## Instruction
Return each line in the entries below that contains the word "raspberry".

[Records from a collection]

○ ○ ○ ○ ○ ○ ○

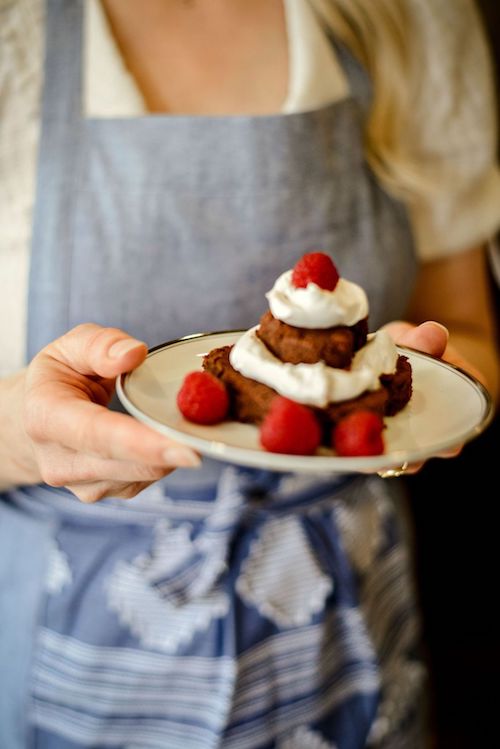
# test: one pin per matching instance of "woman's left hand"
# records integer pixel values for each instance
(431, 338)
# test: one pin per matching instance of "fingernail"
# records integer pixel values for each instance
(438, 325)
(176, 456)
(123, 347)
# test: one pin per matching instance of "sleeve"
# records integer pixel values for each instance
(454, 134)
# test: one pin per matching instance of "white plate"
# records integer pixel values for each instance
(447, 408)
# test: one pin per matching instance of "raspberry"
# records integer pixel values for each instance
(359, 433)
(203, 398)
(290, 427)
(315, 267)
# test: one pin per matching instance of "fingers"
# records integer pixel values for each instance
(430, 337)
(89, 428)
(97, 490)
(92, 350)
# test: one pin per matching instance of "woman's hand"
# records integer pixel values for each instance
(431, 338)
(76, 441)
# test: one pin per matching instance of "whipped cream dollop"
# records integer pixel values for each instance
(314, 307)
(315, 384)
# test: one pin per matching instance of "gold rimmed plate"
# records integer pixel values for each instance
(448, 407)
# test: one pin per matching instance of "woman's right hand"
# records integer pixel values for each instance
(72, 438)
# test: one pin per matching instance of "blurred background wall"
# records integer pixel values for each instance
(457, 539)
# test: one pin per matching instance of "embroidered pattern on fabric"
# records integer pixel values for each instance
(154, 620)
(286, 586)
(58, 573)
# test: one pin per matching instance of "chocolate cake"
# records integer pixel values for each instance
(310, 362)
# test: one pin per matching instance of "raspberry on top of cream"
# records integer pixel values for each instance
(314, 307)
(315, 384)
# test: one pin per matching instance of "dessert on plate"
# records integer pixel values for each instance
(312, 349)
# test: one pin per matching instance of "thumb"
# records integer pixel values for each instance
(430, 337)
(93, 350)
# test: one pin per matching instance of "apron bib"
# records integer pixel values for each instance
(162, 623)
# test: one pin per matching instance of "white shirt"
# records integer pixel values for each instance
(456, 117)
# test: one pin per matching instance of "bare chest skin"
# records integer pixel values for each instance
(211, 57)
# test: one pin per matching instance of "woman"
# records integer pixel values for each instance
(158, 622)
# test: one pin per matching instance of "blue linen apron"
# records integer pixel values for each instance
(227, 607)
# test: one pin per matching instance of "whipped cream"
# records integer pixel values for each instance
(315, 384)
(314, 307)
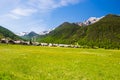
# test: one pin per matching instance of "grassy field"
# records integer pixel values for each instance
(19, 62)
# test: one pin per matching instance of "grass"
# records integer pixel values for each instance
(18, 62)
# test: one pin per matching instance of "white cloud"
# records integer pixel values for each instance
(23, 12)
(49, 5)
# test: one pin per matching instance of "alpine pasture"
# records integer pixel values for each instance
(18, 62)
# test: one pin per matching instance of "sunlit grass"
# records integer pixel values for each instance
(18, 62)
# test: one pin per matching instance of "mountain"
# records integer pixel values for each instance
(5, 33)
(30, 35)
(104, 33)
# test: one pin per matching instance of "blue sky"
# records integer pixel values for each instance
(40, 15)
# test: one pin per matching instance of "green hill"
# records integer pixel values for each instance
(104, 33)
(5, 33)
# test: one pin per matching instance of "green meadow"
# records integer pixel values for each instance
(18, 62)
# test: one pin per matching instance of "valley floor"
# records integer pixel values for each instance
(18, 62)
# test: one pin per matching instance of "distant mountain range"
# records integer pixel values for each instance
(5, 33)
(105, 32)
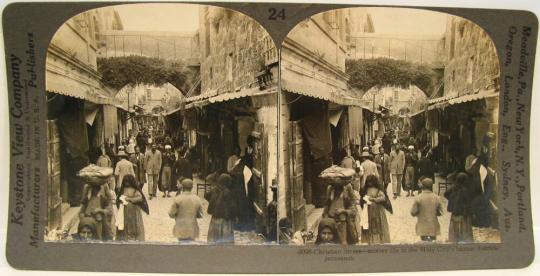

○ ○ ○ ○ ○ ○ ○

## Final answer
# test: one pin per matching instance of "raspberry"
# test: one pin per matching instance of "raspberry on top of cream"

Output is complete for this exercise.